SHORT TASK :: Convert the records, from their first line through the line containing "M 197 118 L", into a JSON list of strings with one string per line, omitting blank lines and the pictures.

DATA ::
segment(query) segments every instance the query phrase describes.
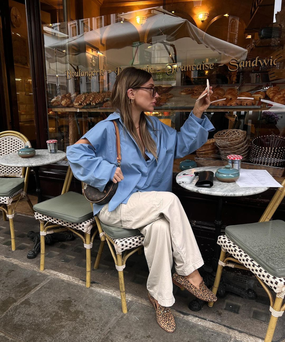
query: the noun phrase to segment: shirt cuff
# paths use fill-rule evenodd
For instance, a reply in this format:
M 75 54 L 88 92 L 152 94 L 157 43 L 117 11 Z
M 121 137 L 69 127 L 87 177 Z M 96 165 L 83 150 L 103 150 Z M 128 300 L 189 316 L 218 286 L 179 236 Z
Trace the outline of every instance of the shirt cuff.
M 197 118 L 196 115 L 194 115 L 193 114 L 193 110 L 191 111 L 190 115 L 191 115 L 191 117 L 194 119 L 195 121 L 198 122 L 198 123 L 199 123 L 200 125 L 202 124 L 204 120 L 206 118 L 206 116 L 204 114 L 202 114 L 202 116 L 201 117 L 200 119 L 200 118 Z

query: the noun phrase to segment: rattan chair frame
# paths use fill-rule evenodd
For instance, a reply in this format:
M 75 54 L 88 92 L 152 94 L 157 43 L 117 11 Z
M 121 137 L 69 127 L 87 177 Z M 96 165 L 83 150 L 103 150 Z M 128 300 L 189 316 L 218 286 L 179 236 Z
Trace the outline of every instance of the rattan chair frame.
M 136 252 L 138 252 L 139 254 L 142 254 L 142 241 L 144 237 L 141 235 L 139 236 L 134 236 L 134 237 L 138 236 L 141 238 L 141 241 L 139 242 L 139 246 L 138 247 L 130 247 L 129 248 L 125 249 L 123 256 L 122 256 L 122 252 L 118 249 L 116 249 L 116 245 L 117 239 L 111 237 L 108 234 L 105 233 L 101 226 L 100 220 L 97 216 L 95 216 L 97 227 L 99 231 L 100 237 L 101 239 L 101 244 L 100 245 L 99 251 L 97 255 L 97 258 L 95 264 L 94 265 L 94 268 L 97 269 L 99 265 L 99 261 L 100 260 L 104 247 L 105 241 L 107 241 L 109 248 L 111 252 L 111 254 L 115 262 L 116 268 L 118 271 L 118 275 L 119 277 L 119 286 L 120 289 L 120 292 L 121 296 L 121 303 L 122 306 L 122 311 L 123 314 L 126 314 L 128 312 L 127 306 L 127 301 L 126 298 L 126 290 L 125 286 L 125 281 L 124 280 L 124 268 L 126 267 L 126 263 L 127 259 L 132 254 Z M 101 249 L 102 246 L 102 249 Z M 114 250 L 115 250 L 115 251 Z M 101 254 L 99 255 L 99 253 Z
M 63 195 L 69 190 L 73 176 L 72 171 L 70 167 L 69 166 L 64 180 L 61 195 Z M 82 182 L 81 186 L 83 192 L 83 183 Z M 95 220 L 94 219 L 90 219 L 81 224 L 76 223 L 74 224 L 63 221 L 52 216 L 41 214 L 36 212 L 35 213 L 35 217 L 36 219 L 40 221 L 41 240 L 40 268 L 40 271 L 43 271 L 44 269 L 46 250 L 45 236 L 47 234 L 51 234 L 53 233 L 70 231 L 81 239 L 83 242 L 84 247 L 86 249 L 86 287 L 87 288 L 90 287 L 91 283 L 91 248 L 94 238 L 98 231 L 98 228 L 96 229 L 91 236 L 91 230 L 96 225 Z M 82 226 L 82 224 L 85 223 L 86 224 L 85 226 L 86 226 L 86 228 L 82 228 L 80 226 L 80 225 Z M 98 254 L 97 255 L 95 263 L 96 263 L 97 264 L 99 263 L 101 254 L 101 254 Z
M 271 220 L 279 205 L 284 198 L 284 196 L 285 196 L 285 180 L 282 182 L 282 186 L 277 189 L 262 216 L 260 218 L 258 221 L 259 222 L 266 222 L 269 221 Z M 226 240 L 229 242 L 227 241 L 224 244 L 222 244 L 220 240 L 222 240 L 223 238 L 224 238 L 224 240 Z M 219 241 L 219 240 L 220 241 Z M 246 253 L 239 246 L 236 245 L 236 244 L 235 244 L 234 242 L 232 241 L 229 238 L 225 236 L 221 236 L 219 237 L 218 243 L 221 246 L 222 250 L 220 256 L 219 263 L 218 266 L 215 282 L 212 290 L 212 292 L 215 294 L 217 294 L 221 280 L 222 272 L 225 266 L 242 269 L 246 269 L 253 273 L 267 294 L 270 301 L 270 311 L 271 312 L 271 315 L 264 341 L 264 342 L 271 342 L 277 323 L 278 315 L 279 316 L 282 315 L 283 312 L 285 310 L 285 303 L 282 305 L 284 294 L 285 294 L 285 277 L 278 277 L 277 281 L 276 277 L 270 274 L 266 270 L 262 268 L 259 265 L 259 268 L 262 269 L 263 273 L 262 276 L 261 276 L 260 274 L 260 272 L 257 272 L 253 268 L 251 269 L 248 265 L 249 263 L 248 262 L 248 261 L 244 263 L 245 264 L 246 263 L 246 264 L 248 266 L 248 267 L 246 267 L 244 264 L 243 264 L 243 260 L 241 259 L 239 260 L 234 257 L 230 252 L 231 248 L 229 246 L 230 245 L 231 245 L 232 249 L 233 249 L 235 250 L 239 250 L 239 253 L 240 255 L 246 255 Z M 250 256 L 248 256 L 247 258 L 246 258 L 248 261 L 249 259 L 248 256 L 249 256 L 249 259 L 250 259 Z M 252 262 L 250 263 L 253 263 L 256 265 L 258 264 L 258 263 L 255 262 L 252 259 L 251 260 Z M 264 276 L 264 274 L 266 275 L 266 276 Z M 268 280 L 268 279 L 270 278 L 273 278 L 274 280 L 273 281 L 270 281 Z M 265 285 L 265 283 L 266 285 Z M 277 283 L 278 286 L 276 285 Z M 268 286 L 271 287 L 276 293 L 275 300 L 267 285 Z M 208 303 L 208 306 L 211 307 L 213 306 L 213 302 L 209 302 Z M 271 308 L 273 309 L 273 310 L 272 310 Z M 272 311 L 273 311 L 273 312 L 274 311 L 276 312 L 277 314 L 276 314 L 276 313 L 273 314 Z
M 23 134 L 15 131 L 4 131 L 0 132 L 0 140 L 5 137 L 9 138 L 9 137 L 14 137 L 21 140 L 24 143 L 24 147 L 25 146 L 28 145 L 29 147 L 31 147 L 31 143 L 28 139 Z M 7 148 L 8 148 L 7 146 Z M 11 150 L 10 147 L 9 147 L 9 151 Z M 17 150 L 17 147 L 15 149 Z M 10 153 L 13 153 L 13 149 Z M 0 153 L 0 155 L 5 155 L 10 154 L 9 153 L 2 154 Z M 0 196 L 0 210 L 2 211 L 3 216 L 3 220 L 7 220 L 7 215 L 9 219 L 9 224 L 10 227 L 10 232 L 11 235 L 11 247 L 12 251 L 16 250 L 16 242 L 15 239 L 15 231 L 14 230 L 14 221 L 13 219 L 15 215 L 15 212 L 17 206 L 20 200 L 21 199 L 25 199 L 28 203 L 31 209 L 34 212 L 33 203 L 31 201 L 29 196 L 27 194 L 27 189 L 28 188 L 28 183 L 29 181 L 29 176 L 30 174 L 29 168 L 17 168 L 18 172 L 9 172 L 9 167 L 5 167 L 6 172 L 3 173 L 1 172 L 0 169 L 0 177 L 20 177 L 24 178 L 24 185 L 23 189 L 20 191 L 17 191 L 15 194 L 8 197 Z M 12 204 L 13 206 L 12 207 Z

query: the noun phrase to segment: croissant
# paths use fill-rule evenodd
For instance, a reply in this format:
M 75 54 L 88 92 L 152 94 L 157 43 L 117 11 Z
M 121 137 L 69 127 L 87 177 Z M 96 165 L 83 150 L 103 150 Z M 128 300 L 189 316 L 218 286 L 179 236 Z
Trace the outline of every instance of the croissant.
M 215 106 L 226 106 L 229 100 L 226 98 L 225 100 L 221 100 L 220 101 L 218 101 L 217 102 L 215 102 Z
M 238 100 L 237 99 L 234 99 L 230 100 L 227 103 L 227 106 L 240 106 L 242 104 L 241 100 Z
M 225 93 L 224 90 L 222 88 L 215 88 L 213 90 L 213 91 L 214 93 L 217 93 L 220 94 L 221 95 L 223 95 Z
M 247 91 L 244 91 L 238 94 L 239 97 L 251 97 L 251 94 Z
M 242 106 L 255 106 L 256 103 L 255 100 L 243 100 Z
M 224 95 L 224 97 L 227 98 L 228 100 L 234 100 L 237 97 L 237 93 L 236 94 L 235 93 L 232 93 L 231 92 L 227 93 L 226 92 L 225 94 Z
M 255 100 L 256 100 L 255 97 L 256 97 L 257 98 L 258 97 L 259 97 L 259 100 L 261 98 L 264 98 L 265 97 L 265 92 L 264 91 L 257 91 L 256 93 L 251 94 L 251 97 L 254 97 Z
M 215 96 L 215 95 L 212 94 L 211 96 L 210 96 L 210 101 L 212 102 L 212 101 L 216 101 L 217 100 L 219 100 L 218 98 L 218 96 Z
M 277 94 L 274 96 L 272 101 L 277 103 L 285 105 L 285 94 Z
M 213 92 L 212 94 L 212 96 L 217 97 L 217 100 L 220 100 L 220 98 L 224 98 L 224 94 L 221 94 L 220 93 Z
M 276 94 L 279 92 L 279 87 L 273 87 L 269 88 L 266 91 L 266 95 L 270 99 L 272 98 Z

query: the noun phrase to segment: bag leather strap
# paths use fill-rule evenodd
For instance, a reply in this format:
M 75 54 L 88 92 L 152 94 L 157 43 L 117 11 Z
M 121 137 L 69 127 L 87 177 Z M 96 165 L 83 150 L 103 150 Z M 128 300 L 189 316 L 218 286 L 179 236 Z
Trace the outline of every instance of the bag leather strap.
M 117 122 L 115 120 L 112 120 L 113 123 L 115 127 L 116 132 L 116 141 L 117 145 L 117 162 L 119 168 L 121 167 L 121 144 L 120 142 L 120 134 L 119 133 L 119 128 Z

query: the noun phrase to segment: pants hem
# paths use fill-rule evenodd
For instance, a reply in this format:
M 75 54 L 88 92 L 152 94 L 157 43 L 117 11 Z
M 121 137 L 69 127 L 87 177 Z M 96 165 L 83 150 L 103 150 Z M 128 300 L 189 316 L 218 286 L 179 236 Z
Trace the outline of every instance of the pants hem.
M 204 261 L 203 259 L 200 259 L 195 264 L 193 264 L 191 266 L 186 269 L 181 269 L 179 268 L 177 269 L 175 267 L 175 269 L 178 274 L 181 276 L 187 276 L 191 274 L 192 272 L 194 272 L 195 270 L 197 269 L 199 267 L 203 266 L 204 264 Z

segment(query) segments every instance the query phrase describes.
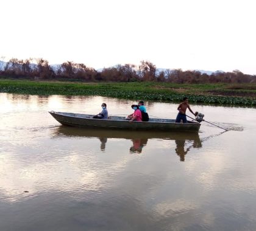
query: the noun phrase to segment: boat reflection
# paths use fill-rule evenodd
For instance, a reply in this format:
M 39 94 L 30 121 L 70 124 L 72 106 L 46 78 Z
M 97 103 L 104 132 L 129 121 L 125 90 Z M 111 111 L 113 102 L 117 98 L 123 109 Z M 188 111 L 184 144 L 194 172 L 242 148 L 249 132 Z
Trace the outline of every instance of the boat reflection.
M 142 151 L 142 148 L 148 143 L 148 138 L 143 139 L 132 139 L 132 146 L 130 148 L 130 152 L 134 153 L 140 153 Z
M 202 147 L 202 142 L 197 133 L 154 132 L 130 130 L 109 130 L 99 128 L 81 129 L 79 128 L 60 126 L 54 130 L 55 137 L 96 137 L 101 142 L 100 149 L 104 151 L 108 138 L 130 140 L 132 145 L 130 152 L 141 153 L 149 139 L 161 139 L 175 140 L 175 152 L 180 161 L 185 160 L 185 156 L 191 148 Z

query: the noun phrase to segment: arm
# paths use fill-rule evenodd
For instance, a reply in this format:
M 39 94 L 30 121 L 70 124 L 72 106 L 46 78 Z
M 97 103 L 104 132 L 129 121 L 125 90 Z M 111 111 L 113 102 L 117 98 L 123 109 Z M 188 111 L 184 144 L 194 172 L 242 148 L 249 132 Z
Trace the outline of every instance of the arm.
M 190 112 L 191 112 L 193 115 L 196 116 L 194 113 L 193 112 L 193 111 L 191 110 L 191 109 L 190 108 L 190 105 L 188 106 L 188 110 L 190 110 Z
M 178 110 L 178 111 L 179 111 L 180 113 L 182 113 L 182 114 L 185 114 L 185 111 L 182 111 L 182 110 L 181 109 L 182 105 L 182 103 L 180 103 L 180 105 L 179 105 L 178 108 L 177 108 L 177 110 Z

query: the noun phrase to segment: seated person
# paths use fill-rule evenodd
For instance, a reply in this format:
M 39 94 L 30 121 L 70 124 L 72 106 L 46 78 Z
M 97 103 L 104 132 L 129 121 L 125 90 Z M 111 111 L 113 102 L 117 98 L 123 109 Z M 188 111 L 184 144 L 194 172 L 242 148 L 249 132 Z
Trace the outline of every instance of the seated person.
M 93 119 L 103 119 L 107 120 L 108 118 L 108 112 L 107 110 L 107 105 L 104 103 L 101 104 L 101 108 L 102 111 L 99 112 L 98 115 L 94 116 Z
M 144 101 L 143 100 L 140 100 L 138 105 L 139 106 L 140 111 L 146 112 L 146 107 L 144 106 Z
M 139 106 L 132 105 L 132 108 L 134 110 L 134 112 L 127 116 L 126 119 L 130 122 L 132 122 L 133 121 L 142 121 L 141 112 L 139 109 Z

TASK OUTPUT ::
[
  "segment(query) segments every instance the query phrase describes.",
  "query: the noun phrase to segment: shirt cuff",
  "# paths use fill-rule evenodd",
  "For instance, a reply in this format:",
  "M 75 54 L 88 92 L 152 94 L 157 43 L 117 11 Z",
  "M 121 137 L 69 127 L 87 177 Z M 96 165 L 83 150 L 103 150 Z M 128 300 L 189 316 L 218 286 L 179 236 Z",
  "Trace the outline of every instance of the shirt cuff.",
  "M 197 118 L 196 115 L 194 115 L 193 114 L 193 110 L 191 111 L 190 115 L 191 115 L 191 117 L 194 119 L 195 121 L 198 122 L 198 123 L 199 123 L 200 125 L 202 124 L 204 120 L 206 118 L 206 116 L 204 114 L 202 114 L 202 116 L 201 117 L 200 119 L 200 118 Z"
]